Long arm of the law nabs Bush


U.S. Supreme Court

Post-9/11 America suffered a near-breakdown of the democratic checks and balances on the executive branch of government by the legislature, independent law enforcement agencies, the courts, the media and public opinion. All became blindly patriotic.

It's only now - after the Iraq fiasco and the growing crisis of confidence at home - that they are reasserting their role, in varying degrees.

The American public is going through a major political rethink, thanks to a long list of honourable dissidents, from Howard Dean, Ted Kennedy and Al Gore to Michael Moore, whose Fahrenheit 9/11 is breaking attendance records, leaving audiences either dazed into silence as credits roll or moved to sustained applause.

But no institution has intervened with as much force and legal authority as the U.S. Supreme Court in stating that the Bush administration cannot continue to operate above the law.

The magnitude of what the judges have just done comes into focus when you consider that they are the same people who made George W. Bush president after the Florida recount; that their philosophical bent has been conservative; and that, historically, the court has been deferential to presidents in times of war, as in 1944 when approving Franklin D. Roosevelt's shameful detention of Japanese Americans.

The court did not just reject the Bush administration's idea of holding terrorism suspects indefinitely without recourse to the courts or lawyers. The judges demolished its entire rationale.

Just as there have been several scandalous facets to the invasion and occupation of Iraq, there are several aspects to the administration's suspension of the rule of law. The court was hearing only the cases of the following:

  • Two American citizens jailed as "enemy combatants" (and hence denied due process); 

  • Sixteen non-citizens held, along with about 600 others, at the American naval base at Guantanamo Bay, and designated as "unlawful combatants (and hence not eligible for the Geneva Convention protections due enemy soldiers).

The administration has been disingenuous in its arguments.

Cumulatively, the court's message was loud and clear: Bush's endless war on terrorism is not a licence to hold Americans or even foreigners without recourse to the courts.

Take Jose Padilla, the Chicagoan "dirty bomber." He has been held, without charge, in a naval brig for two years, accused of being an Al Qaeda operative out to explode a radioactive device. 

The government urged dismissal of his case because, get this, his lawyer had filed a petition against the wrong defendant, Defence Secretary Donald Rumsfeld, rather than the naval commander under whom he is being held. 

It also urged the rejection of his right to legal counsel, saying that the one meeting he did have with a lawyer - from behind a glass wall, in the presence of two government officials - fulfilled that obligation.

The second defendant, Yasser Esam Hamdi, arrested in Afghanistan, has been in jail for two years. His lawyer, allowed one meeting, told the judges he can't tell them what Hamdi told him because the government deemed the content as classified. "Everything he has told me I'm not allowed to convey to the court."

= = =

▶ _DIRECTIVE 1_: Summarize the piece on the U.S. Supreme Court and the Bush administration in two sentences.
▶ _DIRECTIVE 2_: Write a continuation of the piece on the Supreme Court's terrorism-detention rulings, starting after its final sentence.

Extracted records:
= = =

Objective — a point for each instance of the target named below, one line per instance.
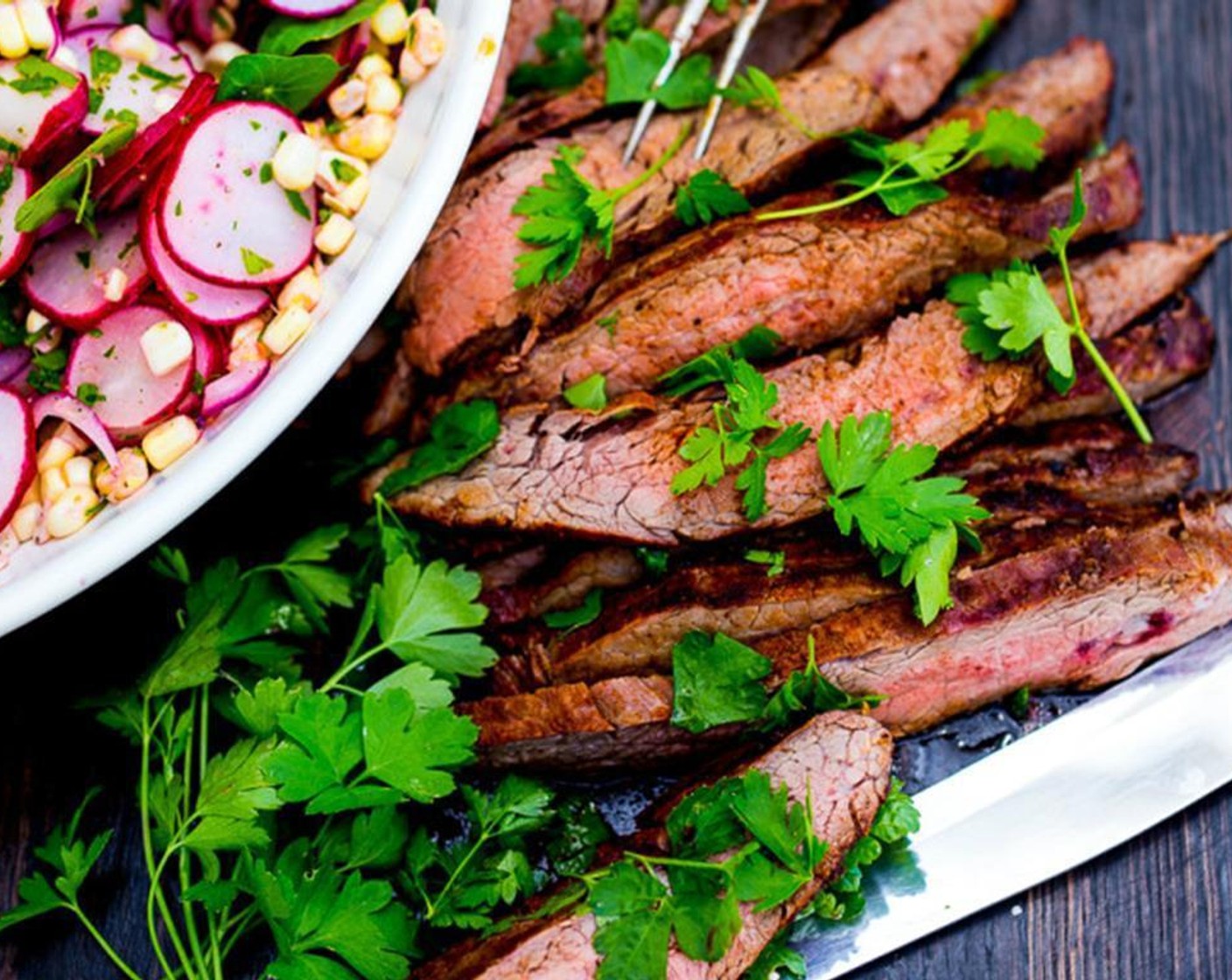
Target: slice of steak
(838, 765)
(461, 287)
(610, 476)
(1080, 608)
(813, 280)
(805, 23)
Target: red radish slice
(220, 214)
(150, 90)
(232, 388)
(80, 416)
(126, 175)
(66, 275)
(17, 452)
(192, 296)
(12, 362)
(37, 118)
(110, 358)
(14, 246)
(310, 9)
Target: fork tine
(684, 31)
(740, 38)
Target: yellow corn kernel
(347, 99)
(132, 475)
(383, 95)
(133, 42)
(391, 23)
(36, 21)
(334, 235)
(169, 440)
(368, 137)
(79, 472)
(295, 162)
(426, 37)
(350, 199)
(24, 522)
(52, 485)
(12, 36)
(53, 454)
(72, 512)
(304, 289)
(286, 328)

= = =

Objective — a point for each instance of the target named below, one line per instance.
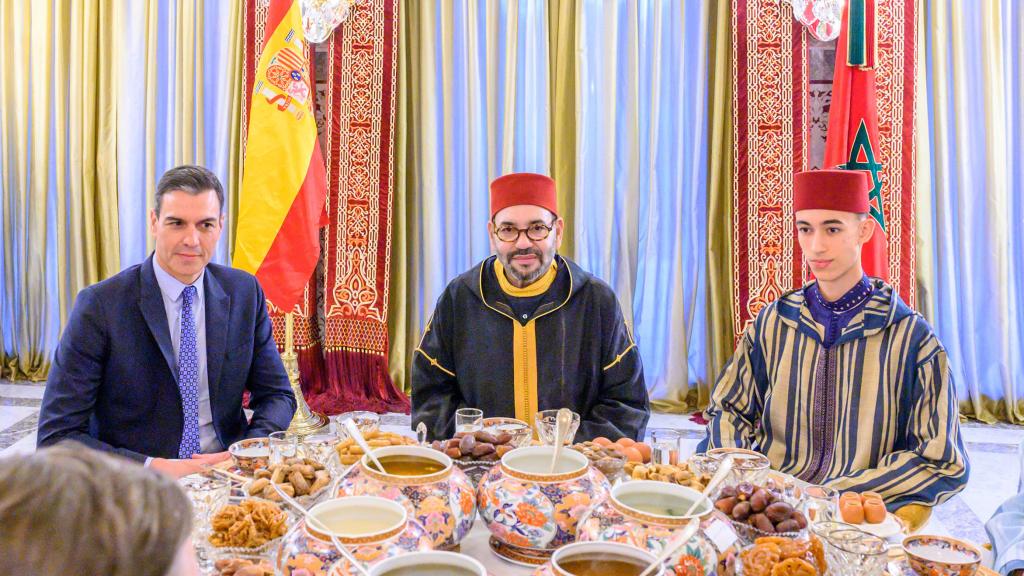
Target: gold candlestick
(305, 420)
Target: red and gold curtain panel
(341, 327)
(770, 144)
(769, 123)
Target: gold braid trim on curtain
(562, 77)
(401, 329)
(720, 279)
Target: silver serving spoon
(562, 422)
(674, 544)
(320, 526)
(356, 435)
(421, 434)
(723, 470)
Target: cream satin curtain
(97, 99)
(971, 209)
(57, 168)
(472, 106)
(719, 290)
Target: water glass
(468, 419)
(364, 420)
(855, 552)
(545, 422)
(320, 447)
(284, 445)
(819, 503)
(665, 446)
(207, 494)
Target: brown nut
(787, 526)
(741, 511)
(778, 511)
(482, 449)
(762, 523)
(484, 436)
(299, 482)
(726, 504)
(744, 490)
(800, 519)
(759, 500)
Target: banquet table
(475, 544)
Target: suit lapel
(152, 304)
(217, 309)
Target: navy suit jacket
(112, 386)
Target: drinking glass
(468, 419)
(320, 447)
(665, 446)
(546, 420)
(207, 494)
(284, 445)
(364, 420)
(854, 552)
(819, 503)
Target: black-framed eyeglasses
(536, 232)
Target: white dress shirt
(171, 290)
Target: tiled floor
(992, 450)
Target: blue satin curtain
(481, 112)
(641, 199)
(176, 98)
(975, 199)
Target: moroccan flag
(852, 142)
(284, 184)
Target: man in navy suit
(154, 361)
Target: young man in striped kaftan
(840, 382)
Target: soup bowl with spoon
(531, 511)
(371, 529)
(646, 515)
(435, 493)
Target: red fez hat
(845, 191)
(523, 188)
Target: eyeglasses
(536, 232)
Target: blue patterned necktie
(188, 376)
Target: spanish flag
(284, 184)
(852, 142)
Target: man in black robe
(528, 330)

= = =

▶ _RESPONSE 1_: After 9/11, the democratic checks on the U.S. executive branch nearly broke down, but no institution has intervened with as much force and legal authority as the U.S. Supreme Court, which rejected the Bush administration's idea of holding terrorism suspects indefinitely without recourse to the courts or lawyers. Hearing the cases of two American citizens jailed as "enemy combatants" and sixteen non-citizens held at Guantanamo Bay, the court made clear that the war on terrorism does not permit holding Americans or foreigners without recourse to the courts.

▶ _RESPONSE 2_:
The judges ruled that citizen "enemy combatants" must be allowed full access to the courts. 

The case of Guantanamo Bay inmates involved two petitions, one on behalf of 12 Kuwaitis, and another on behalf of two Britons (since released) and two Australians.

The government said Guantanamo is not American territory. The court said it is, given the 100-year-old lease on that part of Cuba.

The administration had two more arguments.

  • America is at war and the president should be exempt from judicial overview. Besides, he already has the authority to designate citizens and non-citizens as "enemy combatants" under the powers granted him by Congress seven days after 9/11, namely, that he could use "all necessary and appropriate force" against terrorists.

  • The detainees already enjoy an oversight. "The interrogation process itself provides an opportunity for an individual to explain that this (their arrest) has all been a mistake." 

The court ruled that the 16 inmates, and by extension all those held at Guantanamo Bay, have a right to be heard in American courts, period. 

Cumulatively, the court's message was loud and clear: Bush's endless war on terrorism is not a licence to hold Americans or even foreigners without recourse to the courts. 

"The very core of liberty has been freedom from indefinite imprisonment and the will of the executive," wrote Justice Antonin Scalia.

This has lessons for Ottawa.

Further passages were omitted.